Listed records =>

== Segment start ==

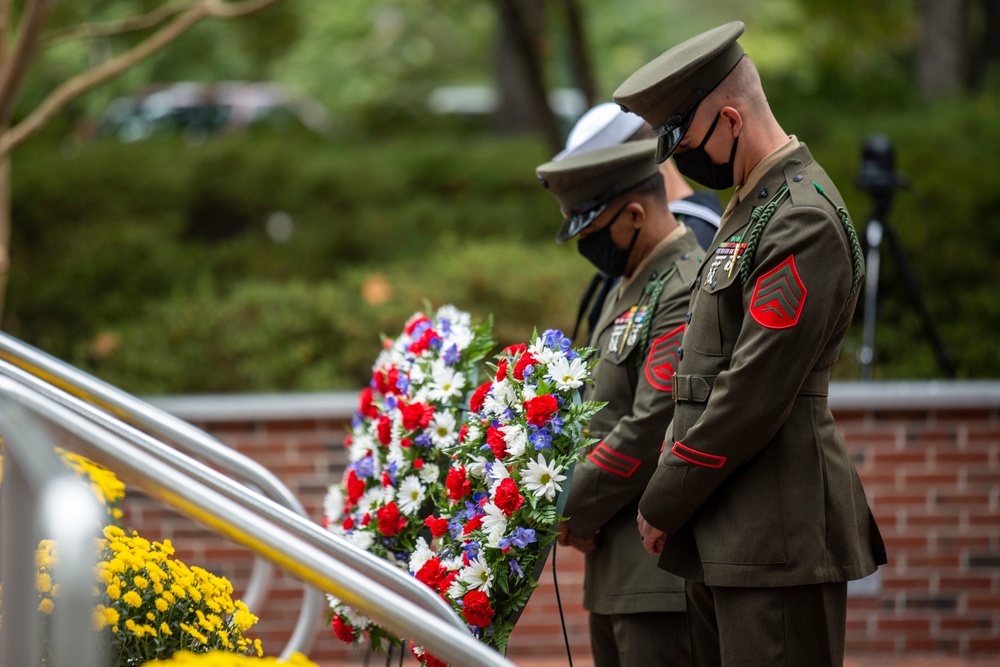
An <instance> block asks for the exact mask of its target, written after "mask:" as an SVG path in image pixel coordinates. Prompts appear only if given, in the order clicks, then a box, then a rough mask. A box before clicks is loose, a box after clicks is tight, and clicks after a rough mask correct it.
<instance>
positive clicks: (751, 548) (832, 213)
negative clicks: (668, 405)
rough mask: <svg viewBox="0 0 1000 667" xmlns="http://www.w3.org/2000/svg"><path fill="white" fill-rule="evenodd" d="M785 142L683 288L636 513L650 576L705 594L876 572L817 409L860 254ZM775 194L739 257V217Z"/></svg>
mask: <svg viewBox="0 0 1000 667" xmlns="http://www.w3.org/2000/svg"><path fill="white" fill-rule="evenodd" d="M795 141H796V144H795V147H794V150H789V151H788V152H787V154H786V155H785V157H784V158H783V159H779V160H778V161H777V163H776V164H775V165H774V166H772V167H771V168H770V169H768V170H767V171H766V173H764V175H763V176H762V177H761V178H760V180H759V182H758V183H757V184H756V185H755V186H754V190H753V191H752V192H749V193H747V194H746V195H745V197H744V199H743V200H742V201H741V202H739V203H738V204H737V205H736V206H735V208H734V209H733V210H732V211H731V213H730V214H729V215H728V217H727V218H726V219H724V221H723V225H722V227H721V228H720V231H719V233H718V234H717V235H716V237H715V241H714V242H713V244H712V247H711V248H709V251H708V253H707V254H706V256H705V261H704V263H703V264H702V267H701V270H700V272H699V275H698V278H697V279H696V280H695V281H694V282H693V283H692V286H691V289H692V301H691V314H690V315H689V317H690V324H689V326H688V328H687V330H686V332H685V334H684V340H683V345H682V353H681V355H680V356H681V360H680V363H679V368H678V371H677V376H676V377H675V381H674V392H675V398H676V399H678V402H677V406H676V408H675V411H674V418H673V422H672V425H671V429H670V430H669V431H668V433H667V438H668V439H667V442H668V446H667V447H666V449H665V451H664V455H663V457H662V458H661V460H660V464H659V466H658V468H657V470H656V473H655V474H654V475H653V478H652V480H651V481H650V484H649V486H648V488H647V489H646V492H645V493H644V495H643V497H642V500H641V503H640V508H641V510H642V514H643V517H644V518H646V520H647V521H649V522H650V523H651V524H652V525H654V526H656V527H657V528H659V529H660V530H664V531H666V532H667V534H668V536H667V540H666V544H665V546H664V550H663V553H662V554H661V557H660V561H659V564H660V566H661V567H663V568H664V569H666V570H668V571H670V572H673V573H675V574H678V575H680V576H682V577H685V578H687V579H692V580H695V581H703V582H705V583H706V584H707V585H709V586H796V585H803V584H816V583H823V582H837V581H848V580H852V579H859V578H861V577H864V576H866V575H868V574H870V573H872V572H873V571H874V570H875V569H876V567H877V565H879V564H882V563H885V562H886V561H885V547H884V545H883V543H882V538H881V536H880V535H879V532H878V528H877V527H876V526H875V522H874V520H873V518H872V516H871V511H870V510H869V507H868V504H867V501H866V499H865V495H864V491H863V489H862V488H861V482H860V480H859V478H858V474H857V471H856V469H855V467H854V464H853V462H852V461H851V457H850V455H849V454H848V452H847V449H846V448H845V446H844V443H843V440H842V439H841V437H840V435H839V433H838V432H837V430H836V427H835V425H834V421H833V416H832V414H831V412H830V407H829V404H828V401H827V392H828V386H829V372H830V367H831V366H833V363H834V362H835V361H836V359H837V356H838V354H839V352H840V347H841V343H842V342H843V339H844V335H845V334H846V332H847V328H848V325H849V324H850V322H851V317H852V315H853V313H854V306H855V303H856V301H857V293H856V290H857V286H858V284H859V283H860V279H861V277H862V275H861V271H862V270H863V269H862V265H861V257H860V248H859V247H858V245H857V239H856V237H855V236H854V235H853V231H851V232H848V231H847V229H846V228H845V225H844V223H843V221H842V219H841V216H840V215H839V214H838V212H837V210H836V208H835V206H834V205H833V204H832V203H831V201H830V200H832V201H833V202H835V203H836V206H840V207H842V206H843V203H842V200H841V197H840V194H839V193H838V192H837V190H836V188H835V187H834V185H833V183H832V182H831V181H830V179H829V177H828V176H827V175H826V173H825V172H824V171H823V169H822V167H820V166H819V165H818V164H816V163H815V162H814V161H813V159H812V156H811V155H810V153H809V151H808V149H807V148H806V147H805V145H804V144H800V143H798V142H797V140H795ZM816 184H818V185H819V186H820V188H822V190H823V191H825V193H826V196H824V195H823V194H822V193H821V192H820V191H819V190H818V189H817V187H816ZM785 185H787V187H788V193H787V196H783V197H781V198H780V199H779V202H778V204H777V208H775V209H774V213H773V217H771V218H770V221H769V222H767V225H766V227H765V228H764V231H763V233H762V235H760V237H759V242H757V245H756V248H754V247H753V246H754V243H755V241H754V238H753V235H752V234H750V230H751V227H752V225H751V224H750V221H751V216H752V214H753V209H754V207H763V206H764V205H765V204H767V203H768V202H770V201H771V200H772V198H774V196H775V195H776V194H781V190H782V188H783V186H785ZM827 197H829V199H827ZM844 215H845V216H846V210H844ZM765 217H766V216H765ZM742 243H746V244H747V247H746V248H744V247H742V245H740V247H739V252H740V253H742V254H740V255H738V261H737V262H736V264H735V266H732V267H730V266H729V264H730V263H731V262H732V259H733V254H734V253H736V252H737V244H742ZM748 262H749V264H748V265H747V266H746V268H745V271H746V274H747V275H746V276H745V277H746V280H745V283H744V282H743V281H741V278H740V272H741V268H742V265H743V264H745V263H748ZM730 269H732V270H730ZM852 292H853V293H852ZM637 541H638V540H637Z"/></svg>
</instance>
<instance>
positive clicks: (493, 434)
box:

== Segment end ==

Type the entries again verbatim. Any pictures should be skipped.

An <instance> block asks for the exact mask of its target, written after "mask:" as an SVG path in image pixel coordinates. Prompts appear only if given, in the order clicks, then a box, then a rough mask. A box before clicks is loose, a box after clicks is tight, and clicks after a rough mask correct it.
<instance>
positive clicks: (751, 548) (832, 213)
negative clicks: (668, 405)
rough mask: <svg viewBox="0 0 1000 667" xmlns="http://www.w3.org/2000/svg"><path fill="white" fill-rule="evenodd" d="M785 142L683 288L636 513L650 576L705 594L876 572L817 409L860 254ZM775 194L739 257V217Z"/></svg>
mask: <svg viewBox="0 0 1000 667" xmlns="http://www.w3.org/2000/svg"><path fill="white" fill-rule="evenodd" d="M795 141H796V144H795V147H794V150H789V151H788V152H787V154H786V155H785V157H784V158H783V159H779V160H778V161H777V163H776V164H775V165H774V166H772V167H771V168H770V169H768V170H767V171H766V173H764V175H763V176H762V177H761V178H760V180H759V182H758V183H757V184H756V185H755V186H754V190H753V191H752V192H749V193H747V194H746V195H745V197H744V199H743V200H742V201H741V202H739V203H738V204H737V205H736V206H735V208H734V209H733V210H732V211H731V213H730V214H729V215H728V217H727V218H726V219H724V221H723V225H722V227H721V228H720V231H719V233H718V234H717V235H716V237H715V241H714V242H713V244H712V247H711V248H709V251H708V253H707V254H706V256H705V261H704V263H703V264H702V267H701V270H700V272H699V275H698V278H697V279H696V280H695V281H694V282H693V283H692V286H691V289H692V301H691V314H690V315H689V317H690V324H689V326H688V328H687V330H686V332H685V334H684V340H683V345H682V353H681V355H680V356H681V360H680V363H679V368H678V371H677V376H676V377H675V381H674V392H675V398H676V399H678V402H677V406H676V408H675V411H674V418H673V422H672V425H671V429H670V430H669V431H668V433H667V438H668V439H667V442H668V446H667V447H666V449H665V451H664V455H663V457H662V458H661V460H660V464H659V466H658V468H657V470H656V473H655V474H654V475H653V478H652V480H651V481H650V484H649V486H648V488H647V489H646V492H645V493H644V495H643V497H642V500H641V503H640V508H641V510H642V514H643V517H644V518H646V520H647V521H649V522H650V523H651V524H652V525H654V526H656V527H657V528H659V529H660V530H664V531H666V532H667V534H668V536H667V540H666V544H665V546H664V550H663V553H662V554H661V557H660V561H659V564H660V566H661V567H663V568H664V569H666V570H668V571H670V572H673V573H675V574H678V575H680V576H682V577H685V578H687V579H692V580H695V581H703V582H705V583H706V584H707V585H709V586H796V585H803V584H816V583H823V582H837V581H848V580H852V579H859V578H861V577H864V576H866V575H868V574H870V573H872V572H873V571H874V570H875V569H876V567H877V565H879V564H882V563H885V562H886V561H885V547H884V545H883V543H882V538H881V536H880V535H879V532H878V528H877V527H876V526H875V522H874V520H873V518H872V516H871V511H870V510H869V507H868V504H867V501H866V499H865V495H864V491H863V489H862V488H861V482H860V480H859V478H858V474H857V471H856V469H855V467H854V464H853V462H852V461H851V457H850V455H849V454H848V452H847V449H846V448H845V446H844V443H843V440H842V439H841V437H840V435H839V433H838V432H837V430H836V427H835V425H834V421H833V416H832V414H831V412H830V407H829V404H828V401H827V392H828V386H829V372H830V367H831V366H833V363H834V362H835V361H836V359H837V356H838V354H839V352H840V347H841V343H842V342H843V339H844V335H845V334H846V332H847V328H848V325H849V324H850V322H851V317H852V315H853V313H854V306H855V303H856V301H857V293H856V290H857V286H858V284H859V283H860V279H861V277H862V275H861V271H862V270H863V269H862V265H861V257H860V248H859V247H858V245H857V239H856V237H855V236H854V235H853V231H851V232H848V231H847V229H846V228H845V225H844V223H843V221H842V219H841V216H840V215H839V214H838V212H837V210H836V208H835V206H834V205H833V204H832V203H831V201H830V200H832V201H833V202H835V203H836V206H840V207H842V206H843V203H842V200H841V197H840V194H839V193H838V192H837V190H836V188H835V187H834V185H833V183H832V182H831V181H830V179H829V177H828V176H827V175H826V173H825V172H824V171H823V169H822V167H820V166H819V165H818V164H816V163H815V162H814V161H813V159H812V156H811V155H810V153H809V151H808V149H807V148H806V147H805V145H804V144H800V143H798V142H797V140H795ZM816 184H818V185H819V186H820V188H822V190H823V191H825V193H826V196H824V195H823V194H822V193H821V192H820V191H819V190H818V189H817V187H816ZM785 185H787V187H788V193H787V196H783V197H781V198H780V199H779V202H778V204H777V208H775V209H774V213H773V217H771V218H770V221H769V222H767V225H766V227H765V228H764V231H763V233H762V235H760V237H759V242H757V245H756V248H754V247H753V246H754V243H755V241H754V238H753V235H752V234H750V230H751V227H752V225H751V224H750V221H751V216H752V214H753V209H754V207H763V206H764V205H765V204H767V203H768V202H770V201H771V200H772V198H774V196H775V195H776V194H781V190H782V188H783V186H785ZM827 197H829V199H827ZM844 215H845V216H846V210H844ZM765 217H766V216H765ZM742 243H746V244H747V247H746V248H744V247H742V245H740V247H739V252H740V253H742V254H740V255H738V261H737V262H736V264H735V266H732V267H730V266H729V264H730V263H731V262H732V259H733V254H734V253H736V252H737V244H742ZM748 262H749V264H748V265H747V266H746V268H745V271H746V274H747V275H746V276H745V277H746V280H745V283H744V282H743V281H741V278H740V272H741V268H742V265H743V264H745V263H748ZM730 269H732V270H730ZM852 292H853V293H852ZM637 541H638V540H637Z"/></svg>
</instance>
<instance>
positive clicks: (493, 434)
box:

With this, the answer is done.